Required work: Reproduce the text below about UAW president Douglas A. Fraser in full, word for word.

Document section:
....

Dec. 18, 1916 – Feb. 23, 2008

Douglas A. Fraser has been called “the man who never lost touch” and “the labor leader everyone respects.”  He rose through the ranks to become the UAW’s sixth International president, a position he held until his retirement in May 1983.  Fraser was the last of the “pioneer generation” of UAW presidents.

He was born Dec. 18, 1916, in a working-class district of Glasgow, Scotland, and came to the United States with his parents when he was 6 years old. The family settled in Detroit. After attending Chadsey High School, he went to work as a metal finisher in the DeSoto plant of Chrysler Corp. at the age of 18.

Fraser became active in UAW Local 227. He was elected to various local offices, including steward, chief steward, recording secretary and president in 1943. He served three terms in that position.

In 1947 Fraser was appointed to the staff of the UAW and assigned to the union’s Chrysler Department. He caught the eye of then-UAW President Walter P. Reuther who selected him as an administrative assistant in 1951, a position he held eight years. In that capacity he was involved in many major negotiations.

Fraser was elected co-director of UAW Region 1A in January 1959, and in 1962 convention delegates elected him to the union’s International Executive Board as a member-at-large. He was re-elected in 1964, 1966 and 1968.

He was elected an International vice president in 1970, and president of the union at the May 1977 convention.

In 1964 Fraser, along with Reuther, led the union’s bargaining committee at Chrysler where the UAW won its historic early-retirement program. In 1967 he again led negotiations at Chrysler and won the first U.S.-Canada wage parity agreement.

In 1973 Fraser and then-UAW President Leonard Woodcock led the bargaining team at Chrysler, setting the pattern for the auto industry that year after a successful nine-day strike. Contract gains included restrictions on compulsory overtime, a comprehensive health and safety program, an improved “30-and-out” early retirement plan, dental care and accelerated arbitration. The Woodcock-Fraser team also led the union’s Chrysler negotiators in 1976.

....

Extracted information:
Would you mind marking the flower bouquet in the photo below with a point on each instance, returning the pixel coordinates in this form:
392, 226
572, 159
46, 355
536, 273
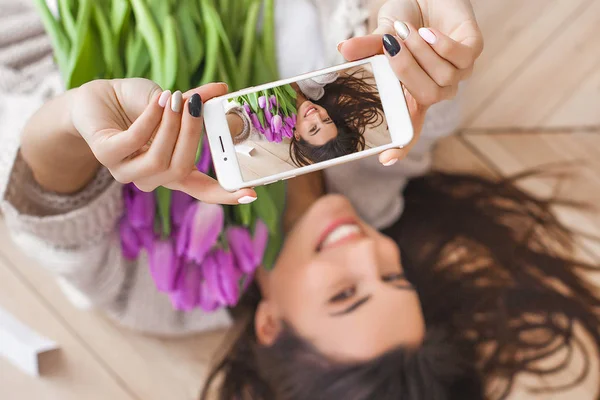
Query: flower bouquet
201, 255
272, 112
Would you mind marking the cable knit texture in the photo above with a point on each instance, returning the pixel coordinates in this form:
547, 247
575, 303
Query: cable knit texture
76, 237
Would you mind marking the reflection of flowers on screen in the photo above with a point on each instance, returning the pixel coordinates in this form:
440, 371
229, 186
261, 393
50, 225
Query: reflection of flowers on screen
272, 112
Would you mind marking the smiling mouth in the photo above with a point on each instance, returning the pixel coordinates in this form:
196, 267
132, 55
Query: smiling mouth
340, 233
311, 110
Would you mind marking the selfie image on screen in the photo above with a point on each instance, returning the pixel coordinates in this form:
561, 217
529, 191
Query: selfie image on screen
307, 122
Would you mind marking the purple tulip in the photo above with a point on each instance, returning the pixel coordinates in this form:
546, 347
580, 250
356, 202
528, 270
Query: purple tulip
180, 202
277, 123
131, 243
268, 116
210, 271
165, 266
269, 134
140, 206
242, 248
256, 122
207, 302
187, 294
260, 241
229, 277
205, 160
200, 231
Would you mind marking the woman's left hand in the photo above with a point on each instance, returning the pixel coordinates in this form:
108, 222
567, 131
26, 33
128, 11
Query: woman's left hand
436, 45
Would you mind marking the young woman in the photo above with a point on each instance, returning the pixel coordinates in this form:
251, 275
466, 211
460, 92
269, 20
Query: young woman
333, 113
472, 288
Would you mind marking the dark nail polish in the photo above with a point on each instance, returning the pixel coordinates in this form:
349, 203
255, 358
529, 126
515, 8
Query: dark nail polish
195, 105
391, 44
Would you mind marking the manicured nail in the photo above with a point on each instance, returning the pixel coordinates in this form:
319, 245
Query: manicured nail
402, 30
195, 105
164, 97
176, 101
391, 45
246, 200
428, 35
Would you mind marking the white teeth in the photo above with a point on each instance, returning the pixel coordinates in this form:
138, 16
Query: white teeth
340, 233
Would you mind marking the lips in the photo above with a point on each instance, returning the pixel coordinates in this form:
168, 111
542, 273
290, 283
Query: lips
311, 110
340, 232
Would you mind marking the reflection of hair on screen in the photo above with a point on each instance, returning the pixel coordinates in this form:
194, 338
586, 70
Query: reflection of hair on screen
307, 122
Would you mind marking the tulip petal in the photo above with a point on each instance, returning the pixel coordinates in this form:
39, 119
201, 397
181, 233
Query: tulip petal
229, 278
240, 243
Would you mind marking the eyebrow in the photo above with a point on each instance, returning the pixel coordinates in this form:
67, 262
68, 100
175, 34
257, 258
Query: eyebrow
353, 307
319, 130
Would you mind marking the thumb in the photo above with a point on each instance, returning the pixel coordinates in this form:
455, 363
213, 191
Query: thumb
397, 10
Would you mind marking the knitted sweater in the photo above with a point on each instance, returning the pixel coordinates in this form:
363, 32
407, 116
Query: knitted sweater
76, 237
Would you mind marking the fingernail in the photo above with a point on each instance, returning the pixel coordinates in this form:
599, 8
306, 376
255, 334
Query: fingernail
391, 45
246, 200
428, 35
195, 105
402, 30
164, 97
176, 101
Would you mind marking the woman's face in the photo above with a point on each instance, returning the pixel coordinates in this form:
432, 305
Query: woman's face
339, 283
314, 124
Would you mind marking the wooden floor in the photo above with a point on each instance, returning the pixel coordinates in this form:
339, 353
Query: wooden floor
534, 101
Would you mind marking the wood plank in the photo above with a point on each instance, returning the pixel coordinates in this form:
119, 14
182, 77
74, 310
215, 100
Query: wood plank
73, 374
580, 108
152, 368
567, 60
514, 34
575, 155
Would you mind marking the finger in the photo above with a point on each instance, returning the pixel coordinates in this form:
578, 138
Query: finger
157, 159
361, 47
420, 85
119, 146
461, 55
208, 190
441, 71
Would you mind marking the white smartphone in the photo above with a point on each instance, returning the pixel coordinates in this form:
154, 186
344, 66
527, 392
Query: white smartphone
283, 129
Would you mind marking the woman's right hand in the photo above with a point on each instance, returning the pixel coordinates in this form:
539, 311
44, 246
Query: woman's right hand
149, 137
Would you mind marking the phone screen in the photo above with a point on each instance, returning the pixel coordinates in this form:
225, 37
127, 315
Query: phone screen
309, 121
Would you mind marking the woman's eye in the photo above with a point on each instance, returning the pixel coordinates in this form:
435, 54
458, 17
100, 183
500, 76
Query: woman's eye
394, 277
344, 295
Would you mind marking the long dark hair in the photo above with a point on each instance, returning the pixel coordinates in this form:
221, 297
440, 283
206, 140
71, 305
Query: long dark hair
353, 104
501, 295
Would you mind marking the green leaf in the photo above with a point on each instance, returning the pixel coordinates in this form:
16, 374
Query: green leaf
266, 210
120, 12
66, 17
163, 200
171, 52
151, 34
114, 68
85, 63
137, 57
212, 46
248, 43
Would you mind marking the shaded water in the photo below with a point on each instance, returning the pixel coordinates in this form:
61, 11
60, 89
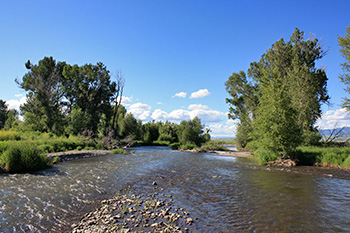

....

Exercise answer:
Dec. 18, 1916 – Feb. 23, 2008

Douglas A. Fraser has been called “the man who never lost touch” and “the labor leader everyone respects.”  He rose through the ranks to become the UAW’s sixth International president, a position he held until his retirement in May 1983.  Fraser was the last of the “pioneer generation” of UAW presidents.

He was born Dec. 18, 1916, in a working-class district of Glasgow, Scotland, and came to the United States with his parents when he was 6 years old. The family settled in Detroit. After attending Chadsey High School, he went to work as a metal finisher in the DeSoto plant of Chrysler Corp. at the age of 18.

Fraser became active in UAW Local 227. He was elected to various local offices, including steward, chief steward, recording secretary and president in 1943. He served three terms in that position.

In 1947 Fraser was appointed to the staff of the UAW and assigned to the union’s Chrysler Department. He caught the eye of then-UAW President Walter P. Reuther who selected him as an administrative assistant in 1951, a position he held eight years. In that capacity he was involved in many major negotiations.

Fraser was elected co-director of UAW Region 1A in January 1959, and in 1962 convention delegates elected him to the union’s International Executive Board as a member-at-large. He was re-elected in 1964, 1966 and 1968.

He was elected an International vice president in 1970, and president of the union at the May 1977 convention.

In 1964 Fraser, along with Reuther, led the union’s bargaining committee at Chrysler where the UAW won its historic early-retirement program. In 1967 he again led negotiations at Chrysler and won the first U.S.-Canada wage parity agreement.

In 1973 Fraser and then-UAW President Leonard Woodcock led the bargaining team at Chrysler, setting the pattern for the auto industry that year after a successful nine-day strike. Contract gains included restrictions on compulsory overtime, a comprehensive health and safety program, an improved “30-and-out” early retirement plan, dental care and accelerated arbitration. The Woodcock-Fraser team also led the union’s Chrysler negotiators in 1976.